Molecular Recognition Material/Supramolecular Device Study Group

This research society welcomes participants from different fields, such as chemistry, mechanics, electronics, information, environment, medicine, food, trade, and art to promote discussions on the imminent launch of supramolecular devices into society from various standpoints.


Molecular Design

Our bodies are composed of small molecules. Similar to the construction of architectures with small blocks, self-assemblies can form robust structures through relatively weak interactions among the elements. Notably, the functionality of self-assembled structures can be tuned by using different types of building blocks. In this research society, we attempt to establish a way to maximize the functionality of self-assembled materials through molecular design.

Molecular Arrangement

In our olfactory system, odorant receptors that recognize smells can simultaneously detect many types of odorant molecules. Through pattern recognition of the information obtained from our memories, we can recognize these smells.

Chemosensor arrays inspired by biological recognition systems, which consist of optical molecules showing color or fluorescence changes, could be powerful analytical tools because of their capability to detect numerous types of chemical information. Chemosensor arrays display various color or fluorescence changes upon catching target molecules, enabling the discrimination of chemical species and their concentrations by means of pattern recognition. Thus, we have developed chemosensor arrays that detect chemical species related to diseases and toxic elements for environmental assessment with the aim of establishing chemical sensor platforms in society.

Molecular Assembly

Our bodies can be referred to as sophisticated molecular machines that function through the continuous transmission of chemical information that is triggered by molecular recognition. In contrast, organic transistors can be referred to as supramolecular devices because their electrical properties are the result of systematically arranged molecules in an organic semiconductive layer. Organic transistor-based chemical sensors can exhibit changes in the current and voltage upon the detection of chemical species. Therefore, chemical information, such as chemical species and their concentrations, can be determined.

Overall, we believe that our approach based on supramolecular devices with novel functionalities originating from self-assembled systems comprising molecular building blocks will pave the way for the creation of guidelines to maximize the potential of synthetic recognition materials.

- **Extracted records**
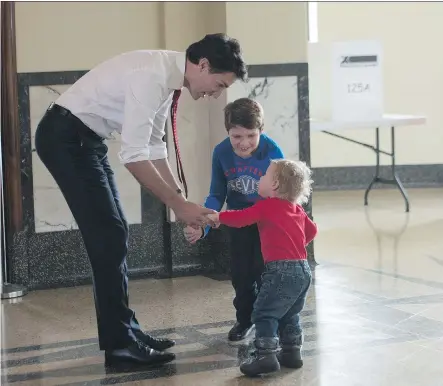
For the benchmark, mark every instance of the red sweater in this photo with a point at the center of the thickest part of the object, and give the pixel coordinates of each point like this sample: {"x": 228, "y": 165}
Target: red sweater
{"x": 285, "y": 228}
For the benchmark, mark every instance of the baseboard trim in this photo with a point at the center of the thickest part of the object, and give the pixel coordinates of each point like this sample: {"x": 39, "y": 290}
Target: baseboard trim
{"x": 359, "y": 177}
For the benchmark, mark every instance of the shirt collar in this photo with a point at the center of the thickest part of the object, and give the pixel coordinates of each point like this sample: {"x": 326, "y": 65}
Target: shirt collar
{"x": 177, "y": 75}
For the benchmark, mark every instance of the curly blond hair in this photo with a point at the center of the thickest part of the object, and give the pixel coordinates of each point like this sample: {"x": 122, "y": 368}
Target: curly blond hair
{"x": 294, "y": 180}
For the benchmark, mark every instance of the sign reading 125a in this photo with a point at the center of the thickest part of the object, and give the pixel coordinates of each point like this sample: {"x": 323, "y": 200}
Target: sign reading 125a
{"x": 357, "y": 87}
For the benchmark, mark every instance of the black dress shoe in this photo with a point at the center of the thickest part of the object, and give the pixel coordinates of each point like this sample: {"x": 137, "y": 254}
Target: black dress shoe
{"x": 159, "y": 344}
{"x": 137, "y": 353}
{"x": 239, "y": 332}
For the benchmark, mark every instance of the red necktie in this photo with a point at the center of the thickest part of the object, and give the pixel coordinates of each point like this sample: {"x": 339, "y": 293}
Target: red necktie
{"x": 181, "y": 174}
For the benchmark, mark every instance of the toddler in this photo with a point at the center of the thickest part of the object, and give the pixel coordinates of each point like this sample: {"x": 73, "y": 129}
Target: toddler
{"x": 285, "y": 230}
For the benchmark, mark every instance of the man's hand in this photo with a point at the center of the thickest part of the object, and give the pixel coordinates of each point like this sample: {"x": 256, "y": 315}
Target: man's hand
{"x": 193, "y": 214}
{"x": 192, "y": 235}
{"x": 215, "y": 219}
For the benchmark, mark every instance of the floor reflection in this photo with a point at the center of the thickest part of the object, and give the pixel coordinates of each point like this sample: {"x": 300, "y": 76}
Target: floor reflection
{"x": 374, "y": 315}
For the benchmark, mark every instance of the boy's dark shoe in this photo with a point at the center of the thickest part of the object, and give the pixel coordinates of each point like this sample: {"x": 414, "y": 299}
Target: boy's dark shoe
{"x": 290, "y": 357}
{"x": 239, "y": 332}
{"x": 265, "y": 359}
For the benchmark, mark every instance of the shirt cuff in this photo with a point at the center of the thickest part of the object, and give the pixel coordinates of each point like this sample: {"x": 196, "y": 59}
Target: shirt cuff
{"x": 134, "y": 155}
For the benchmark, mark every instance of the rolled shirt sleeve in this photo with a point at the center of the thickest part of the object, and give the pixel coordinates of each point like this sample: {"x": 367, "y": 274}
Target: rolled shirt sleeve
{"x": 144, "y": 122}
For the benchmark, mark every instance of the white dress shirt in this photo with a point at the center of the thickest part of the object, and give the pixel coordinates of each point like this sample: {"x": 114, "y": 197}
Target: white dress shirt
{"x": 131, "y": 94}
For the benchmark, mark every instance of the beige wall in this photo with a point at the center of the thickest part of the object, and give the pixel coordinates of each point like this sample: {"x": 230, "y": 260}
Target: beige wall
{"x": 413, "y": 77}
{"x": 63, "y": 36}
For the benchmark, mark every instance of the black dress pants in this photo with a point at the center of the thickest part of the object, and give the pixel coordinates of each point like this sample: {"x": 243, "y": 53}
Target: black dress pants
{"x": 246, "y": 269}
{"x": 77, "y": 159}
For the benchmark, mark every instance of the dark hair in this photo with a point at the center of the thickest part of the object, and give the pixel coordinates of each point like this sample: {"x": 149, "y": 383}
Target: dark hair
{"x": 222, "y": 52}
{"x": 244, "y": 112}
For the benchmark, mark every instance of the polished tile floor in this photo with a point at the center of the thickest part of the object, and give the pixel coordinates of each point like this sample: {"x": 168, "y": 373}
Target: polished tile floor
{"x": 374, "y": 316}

* * *

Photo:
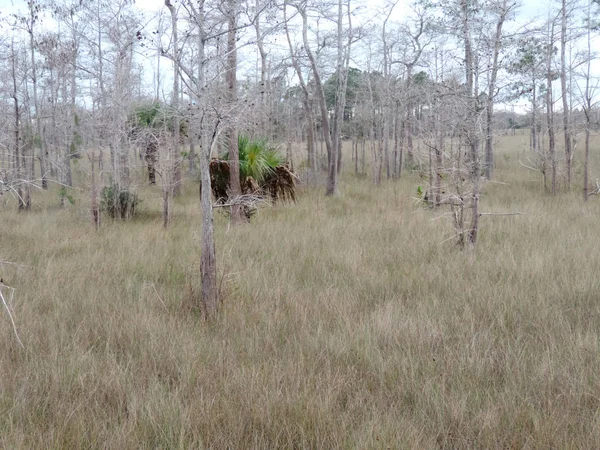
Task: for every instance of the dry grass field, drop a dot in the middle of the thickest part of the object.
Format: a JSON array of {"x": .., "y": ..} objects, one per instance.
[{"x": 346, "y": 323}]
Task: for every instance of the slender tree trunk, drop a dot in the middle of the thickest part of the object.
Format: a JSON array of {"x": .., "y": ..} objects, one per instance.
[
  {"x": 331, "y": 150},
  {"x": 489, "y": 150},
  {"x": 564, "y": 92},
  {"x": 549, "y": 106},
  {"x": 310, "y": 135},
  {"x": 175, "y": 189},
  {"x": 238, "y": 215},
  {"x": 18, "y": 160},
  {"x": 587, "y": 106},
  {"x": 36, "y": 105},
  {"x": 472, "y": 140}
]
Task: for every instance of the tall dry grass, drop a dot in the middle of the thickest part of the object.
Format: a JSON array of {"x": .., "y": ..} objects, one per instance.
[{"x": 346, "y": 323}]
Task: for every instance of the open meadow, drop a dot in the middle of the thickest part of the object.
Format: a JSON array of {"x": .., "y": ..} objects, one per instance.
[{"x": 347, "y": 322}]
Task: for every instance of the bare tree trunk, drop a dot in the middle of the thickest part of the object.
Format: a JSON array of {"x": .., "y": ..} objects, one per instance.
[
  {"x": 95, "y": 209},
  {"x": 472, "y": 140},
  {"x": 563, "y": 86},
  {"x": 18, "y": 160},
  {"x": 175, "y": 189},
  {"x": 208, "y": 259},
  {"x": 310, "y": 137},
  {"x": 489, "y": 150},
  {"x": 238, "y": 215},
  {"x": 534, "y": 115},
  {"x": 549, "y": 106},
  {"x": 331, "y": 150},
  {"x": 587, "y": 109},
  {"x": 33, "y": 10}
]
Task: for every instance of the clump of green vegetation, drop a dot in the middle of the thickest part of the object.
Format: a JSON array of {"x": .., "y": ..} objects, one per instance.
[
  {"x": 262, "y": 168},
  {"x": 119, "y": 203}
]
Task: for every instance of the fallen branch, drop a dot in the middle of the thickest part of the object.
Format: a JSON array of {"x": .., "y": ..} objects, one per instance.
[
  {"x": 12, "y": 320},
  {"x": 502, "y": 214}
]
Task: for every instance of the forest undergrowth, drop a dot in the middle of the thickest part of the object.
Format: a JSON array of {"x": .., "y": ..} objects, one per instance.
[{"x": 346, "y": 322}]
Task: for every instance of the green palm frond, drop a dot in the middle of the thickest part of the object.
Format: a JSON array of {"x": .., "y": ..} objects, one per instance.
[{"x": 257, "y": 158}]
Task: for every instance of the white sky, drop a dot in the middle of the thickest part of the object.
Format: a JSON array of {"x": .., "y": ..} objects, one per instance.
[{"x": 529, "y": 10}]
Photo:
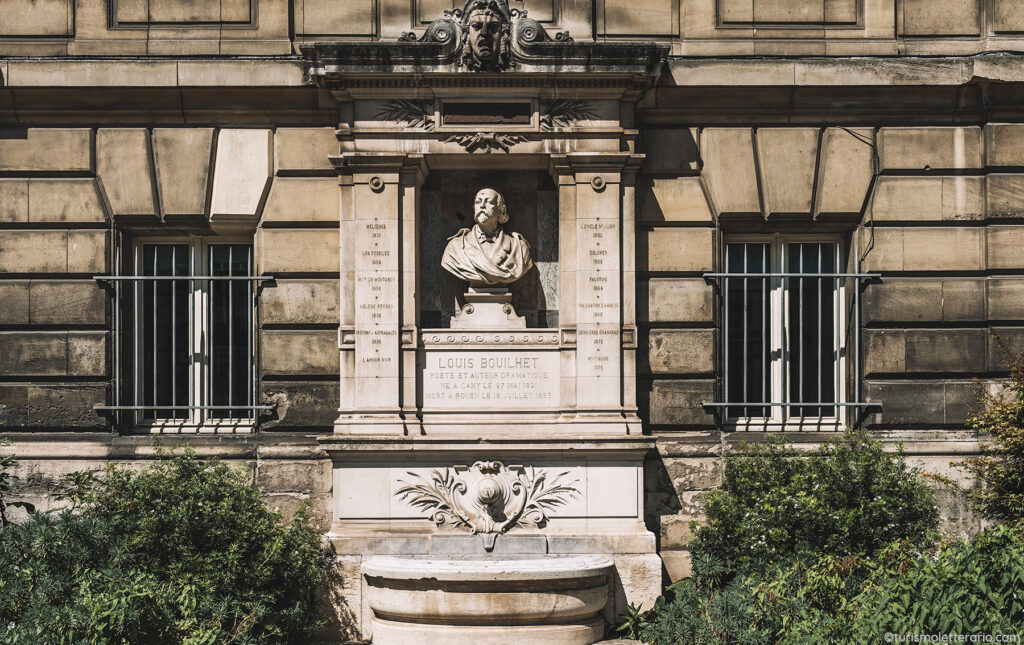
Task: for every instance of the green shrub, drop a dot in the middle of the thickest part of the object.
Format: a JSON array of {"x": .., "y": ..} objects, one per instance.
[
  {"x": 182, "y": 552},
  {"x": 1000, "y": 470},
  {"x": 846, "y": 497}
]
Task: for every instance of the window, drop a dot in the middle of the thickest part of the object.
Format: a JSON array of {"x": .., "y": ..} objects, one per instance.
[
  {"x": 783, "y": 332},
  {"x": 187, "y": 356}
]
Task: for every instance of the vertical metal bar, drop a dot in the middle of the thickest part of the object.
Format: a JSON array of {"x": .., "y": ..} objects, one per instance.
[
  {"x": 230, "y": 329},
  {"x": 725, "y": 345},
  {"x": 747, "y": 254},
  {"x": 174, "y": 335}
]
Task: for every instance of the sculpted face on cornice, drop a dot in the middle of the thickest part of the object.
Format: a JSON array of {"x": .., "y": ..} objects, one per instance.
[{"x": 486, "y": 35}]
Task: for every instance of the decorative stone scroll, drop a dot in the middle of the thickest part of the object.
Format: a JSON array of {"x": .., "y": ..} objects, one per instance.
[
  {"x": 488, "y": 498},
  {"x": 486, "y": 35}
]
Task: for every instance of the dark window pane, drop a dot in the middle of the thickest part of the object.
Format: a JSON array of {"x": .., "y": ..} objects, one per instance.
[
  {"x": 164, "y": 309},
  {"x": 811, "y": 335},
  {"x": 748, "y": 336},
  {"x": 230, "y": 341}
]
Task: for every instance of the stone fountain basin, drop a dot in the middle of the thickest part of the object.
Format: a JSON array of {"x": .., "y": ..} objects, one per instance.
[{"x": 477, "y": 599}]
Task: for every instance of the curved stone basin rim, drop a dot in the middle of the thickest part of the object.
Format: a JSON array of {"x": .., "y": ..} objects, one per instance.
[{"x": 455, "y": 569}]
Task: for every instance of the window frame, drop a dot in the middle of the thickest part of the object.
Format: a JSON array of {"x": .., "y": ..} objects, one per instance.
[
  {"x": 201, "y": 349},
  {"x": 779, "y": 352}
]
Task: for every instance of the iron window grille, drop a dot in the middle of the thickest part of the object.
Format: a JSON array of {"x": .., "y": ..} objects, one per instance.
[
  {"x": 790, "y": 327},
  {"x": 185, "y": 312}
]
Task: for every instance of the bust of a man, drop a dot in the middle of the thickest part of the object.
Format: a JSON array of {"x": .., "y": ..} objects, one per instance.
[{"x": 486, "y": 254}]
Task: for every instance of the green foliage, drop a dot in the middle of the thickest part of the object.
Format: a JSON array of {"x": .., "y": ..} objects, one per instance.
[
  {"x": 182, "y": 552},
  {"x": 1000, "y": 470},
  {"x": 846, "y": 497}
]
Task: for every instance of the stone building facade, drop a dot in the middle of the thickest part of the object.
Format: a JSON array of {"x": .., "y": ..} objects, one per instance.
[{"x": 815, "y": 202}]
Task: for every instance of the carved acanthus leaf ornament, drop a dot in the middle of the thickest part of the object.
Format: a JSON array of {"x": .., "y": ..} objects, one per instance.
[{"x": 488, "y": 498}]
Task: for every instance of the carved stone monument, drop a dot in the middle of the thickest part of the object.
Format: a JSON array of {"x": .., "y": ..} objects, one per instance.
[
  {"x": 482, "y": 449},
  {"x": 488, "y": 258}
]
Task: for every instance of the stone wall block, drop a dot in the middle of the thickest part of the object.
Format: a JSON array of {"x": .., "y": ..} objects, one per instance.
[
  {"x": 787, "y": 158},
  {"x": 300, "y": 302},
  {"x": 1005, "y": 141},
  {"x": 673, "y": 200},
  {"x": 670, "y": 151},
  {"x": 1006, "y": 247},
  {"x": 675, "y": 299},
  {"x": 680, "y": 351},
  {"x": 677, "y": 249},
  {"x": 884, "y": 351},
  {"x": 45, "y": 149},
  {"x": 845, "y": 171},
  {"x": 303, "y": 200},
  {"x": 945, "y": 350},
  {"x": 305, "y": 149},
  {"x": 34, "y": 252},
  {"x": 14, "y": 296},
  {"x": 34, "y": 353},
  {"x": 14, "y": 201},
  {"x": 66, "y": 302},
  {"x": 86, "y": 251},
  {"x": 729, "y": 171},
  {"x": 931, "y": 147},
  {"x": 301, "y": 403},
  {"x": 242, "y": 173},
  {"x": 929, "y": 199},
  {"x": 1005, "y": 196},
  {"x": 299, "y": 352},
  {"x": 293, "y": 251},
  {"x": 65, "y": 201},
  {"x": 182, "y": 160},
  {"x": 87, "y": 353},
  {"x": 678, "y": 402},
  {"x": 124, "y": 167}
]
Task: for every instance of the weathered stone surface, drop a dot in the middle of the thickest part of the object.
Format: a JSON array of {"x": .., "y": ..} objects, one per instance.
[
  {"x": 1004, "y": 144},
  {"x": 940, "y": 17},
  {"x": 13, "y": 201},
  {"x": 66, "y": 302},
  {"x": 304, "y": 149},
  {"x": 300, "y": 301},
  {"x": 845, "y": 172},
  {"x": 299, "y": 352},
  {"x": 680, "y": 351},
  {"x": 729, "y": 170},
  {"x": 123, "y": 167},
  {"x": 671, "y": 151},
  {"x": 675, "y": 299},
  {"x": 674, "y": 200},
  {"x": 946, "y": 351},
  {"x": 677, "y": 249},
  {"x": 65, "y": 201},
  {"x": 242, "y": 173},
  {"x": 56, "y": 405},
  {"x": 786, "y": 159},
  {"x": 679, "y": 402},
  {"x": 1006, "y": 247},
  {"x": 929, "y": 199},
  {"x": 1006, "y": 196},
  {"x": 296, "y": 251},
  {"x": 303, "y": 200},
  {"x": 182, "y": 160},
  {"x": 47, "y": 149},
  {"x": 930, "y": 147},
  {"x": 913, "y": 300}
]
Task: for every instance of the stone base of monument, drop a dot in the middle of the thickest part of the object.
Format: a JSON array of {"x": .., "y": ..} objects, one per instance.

- **What you will do**
a – According to the study group description, what changes do organic transistor-based chemical sensors show when they detect chemical species?
b – Using the study group description, explain why organic transistors can be called supramolecular devices.
Rely only on the study group description for your answers.

- **Activity answers**
a – They show changes in current and voltage.

b – Their electrical properties come from molecules arranged systematically in an organic semiconductive layer.